▶ [Stated exercise]
List every line in the listing below that contains the word "wilted".

▶ [Recorded data]
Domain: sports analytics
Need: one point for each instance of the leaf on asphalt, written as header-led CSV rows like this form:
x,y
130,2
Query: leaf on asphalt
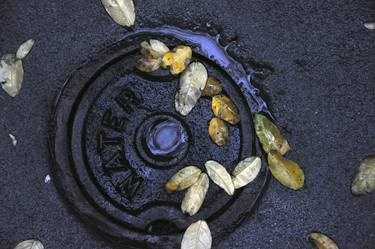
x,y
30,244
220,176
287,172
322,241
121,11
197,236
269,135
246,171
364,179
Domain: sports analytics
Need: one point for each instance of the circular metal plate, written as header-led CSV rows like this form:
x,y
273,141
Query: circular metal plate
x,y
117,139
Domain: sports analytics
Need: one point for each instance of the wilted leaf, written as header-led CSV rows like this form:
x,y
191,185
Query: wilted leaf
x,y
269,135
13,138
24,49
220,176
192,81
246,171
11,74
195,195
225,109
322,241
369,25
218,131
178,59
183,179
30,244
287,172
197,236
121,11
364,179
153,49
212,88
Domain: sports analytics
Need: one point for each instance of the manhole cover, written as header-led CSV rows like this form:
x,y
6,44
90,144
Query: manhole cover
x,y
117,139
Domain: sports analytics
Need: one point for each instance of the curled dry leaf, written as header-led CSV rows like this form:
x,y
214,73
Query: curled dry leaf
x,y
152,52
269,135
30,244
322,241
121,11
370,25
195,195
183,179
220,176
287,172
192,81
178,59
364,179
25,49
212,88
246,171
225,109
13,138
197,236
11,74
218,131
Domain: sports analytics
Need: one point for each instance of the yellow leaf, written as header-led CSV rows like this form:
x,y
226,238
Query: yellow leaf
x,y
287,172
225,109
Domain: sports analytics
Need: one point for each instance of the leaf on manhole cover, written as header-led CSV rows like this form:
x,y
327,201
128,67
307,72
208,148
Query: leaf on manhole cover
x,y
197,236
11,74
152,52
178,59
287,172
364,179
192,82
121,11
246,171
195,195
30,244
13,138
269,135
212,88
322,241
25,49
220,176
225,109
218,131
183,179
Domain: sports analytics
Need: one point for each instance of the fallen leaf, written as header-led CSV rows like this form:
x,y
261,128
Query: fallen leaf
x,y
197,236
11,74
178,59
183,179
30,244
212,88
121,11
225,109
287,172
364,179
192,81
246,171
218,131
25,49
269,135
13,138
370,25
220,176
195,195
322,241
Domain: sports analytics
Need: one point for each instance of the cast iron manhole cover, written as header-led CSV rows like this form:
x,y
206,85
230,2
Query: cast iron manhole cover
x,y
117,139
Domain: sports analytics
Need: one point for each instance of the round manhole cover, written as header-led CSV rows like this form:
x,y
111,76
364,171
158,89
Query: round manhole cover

---

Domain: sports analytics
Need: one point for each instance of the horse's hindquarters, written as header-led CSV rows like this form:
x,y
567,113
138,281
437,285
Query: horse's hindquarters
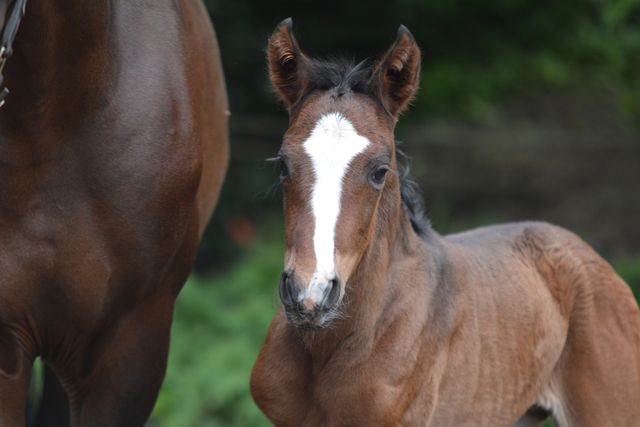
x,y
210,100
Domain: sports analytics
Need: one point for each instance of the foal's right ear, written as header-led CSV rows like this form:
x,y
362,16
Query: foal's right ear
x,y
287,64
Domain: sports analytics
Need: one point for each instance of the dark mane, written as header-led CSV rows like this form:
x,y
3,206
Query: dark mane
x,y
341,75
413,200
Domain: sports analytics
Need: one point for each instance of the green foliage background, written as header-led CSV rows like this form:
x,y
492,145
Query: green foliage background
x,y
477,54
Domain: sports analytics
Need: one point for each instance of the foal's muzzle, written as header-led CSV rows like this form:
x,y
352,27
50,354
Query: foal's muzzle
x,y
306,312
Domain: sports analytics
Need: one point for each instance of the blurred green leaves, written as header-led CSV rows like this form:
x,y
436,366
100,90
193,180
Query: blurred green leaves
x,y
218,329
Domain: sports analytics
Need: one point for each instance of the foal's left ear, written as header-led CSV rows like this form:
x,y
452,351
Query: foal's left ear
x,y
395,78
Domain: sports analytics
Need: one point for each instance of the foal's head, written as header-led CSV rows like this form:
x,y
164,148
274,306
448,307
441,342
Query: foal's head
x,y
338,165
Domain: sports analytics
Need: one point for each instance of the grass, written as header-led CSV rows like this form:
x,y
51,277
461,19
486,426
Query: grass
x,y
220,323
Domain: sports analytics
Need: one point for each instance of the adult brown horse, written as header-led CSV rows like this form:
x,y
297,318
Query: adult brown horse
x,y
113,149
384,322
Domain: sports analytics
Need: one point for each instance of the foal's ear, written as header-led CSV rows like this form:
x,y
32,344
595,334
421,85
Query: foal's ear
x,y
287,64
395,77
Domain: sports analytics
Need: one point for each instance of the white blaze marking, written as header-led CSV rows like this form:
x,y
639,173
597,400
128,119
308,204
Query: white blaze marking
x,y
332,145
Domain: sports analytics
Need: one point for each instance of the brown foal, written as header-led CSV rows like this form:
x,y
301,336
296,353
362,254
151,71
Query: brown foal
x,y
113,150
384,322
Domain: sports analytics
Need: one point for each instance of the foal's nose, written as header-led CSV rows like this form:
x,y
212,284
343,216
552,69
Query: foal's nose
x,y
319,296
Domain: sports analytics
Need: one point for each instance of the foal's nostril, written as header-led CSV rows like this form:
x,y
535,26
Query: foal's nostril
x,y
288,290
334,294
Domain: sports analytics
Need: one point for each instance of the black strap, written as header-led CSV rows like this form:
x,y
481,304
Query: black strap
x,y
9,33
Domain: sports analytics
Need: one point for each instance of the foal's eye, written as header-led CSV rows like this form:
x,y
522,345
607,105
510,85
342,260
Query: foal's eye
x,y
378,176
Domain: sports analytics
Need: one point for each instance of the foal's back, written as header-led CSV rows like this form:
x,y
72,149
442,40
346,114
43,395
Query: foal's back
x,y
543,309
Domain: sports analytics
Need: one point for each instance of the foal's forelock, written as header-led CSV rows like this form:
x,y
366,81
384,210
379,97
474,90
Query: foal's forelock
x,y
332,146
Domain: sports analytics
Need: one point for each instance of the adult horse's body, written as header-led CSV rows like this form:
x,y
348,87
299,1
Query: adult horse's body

▶ [Output of the task]
Need: one point for each instance of the wilted leaf, written as header-led CSV rows like this form:
Query: wilted leaf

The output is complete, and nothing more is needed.